Фрагмент текста:
----------------------------------------

Молодому Пушкину нравилось быть притчей во языцех. Он нарочно оригинальничал, старался выделиться… Тогда же начал он носить длинные ногти – привычка, которую он не поменял до конца жизни, любя щеголять своими изящными пальцами. Особенно длинным был ноготь на мизинце. Чтобы его не сломать, Пушкин заказал особый наперсток – золотой футляр для ногтя.
Внешность и манера поведения Пушкина
«А я, повеса вечно-праздный,
Потомок негров безобразный», —
писал о себе Пушкин и даже сравнивал себя с фавном. Но современники вовсе не считали его безобразным, и хотя он не казался им красавцем, многие находили черты его приятными и признавали, что лицо его выразительно и одушевленно. Все обращали внимание на то, что цветом лица он отличался от большинства русских – сказывались африканские предки.
Многие описывали быструю речь поэта и его подвижность. Актриса Колосова вспоминала, что Пушкин смешил ее «своею резвостью и ребяческою шаловливостью. Бывало, ни минуты не посидит спокойно на месте; вертится, прыгает… перероет рабочий ящик матушки; спутает клубки гаруса в моем вышиванье».

----------------------------------------

(Записи набора данных)
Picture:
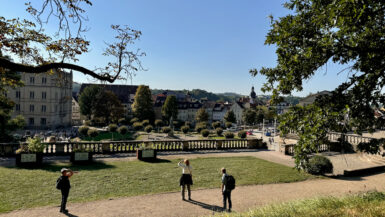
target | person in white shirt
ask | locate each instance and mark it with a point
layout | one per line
(186, 178)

----------------------------------------

Текст задания: Воспроизведите фрагмент о Пушкине полностью, слово в слово. Позиции из набора данных с фрагментом о Пушкине никак не связаны.

Ответ ниже:
Молодому Пушкину нравилось быть притчей во языцех. Он нарочно оригинальничал, старался выделиться… Тогда же начал он носить длинные ногти – привычка, которую он не поменял до конца жизни, любя щеголять своими изящными пальцами. Особенно длинным был ноготь на мизинце. Чтобы его не сломать, Пушкин заказал особый наперсток – золотой футляр для ногтя.
Внешность и манера поведения Пушкина
«А я, повеса вечно-праздный,
Потомок негров безобразный», —
писал о себе Пушкин и даже сравнивал себя с фавном. Но современники вовсе не считали его безобразным, и хотя он не казался им красавцем, многие находили черты его приятными и признавали, что лицо его выразительно и одушевленно. Все обращали внимание на то, что цветом лица он отличался от большинства русских – сказывались африканские предки.
Многие описывали быструю речь поэта и его подвижность. Актриса Колосова вспоминала, что Пушкин смешил ее «своею резвостью и ребяческою шаловливостью. Бывало, ни минуты не посидит спокойно на месте; вертится, прыгает… перероет рабочий ящик матушки; спутает клубки гаруса в моем вышиванье».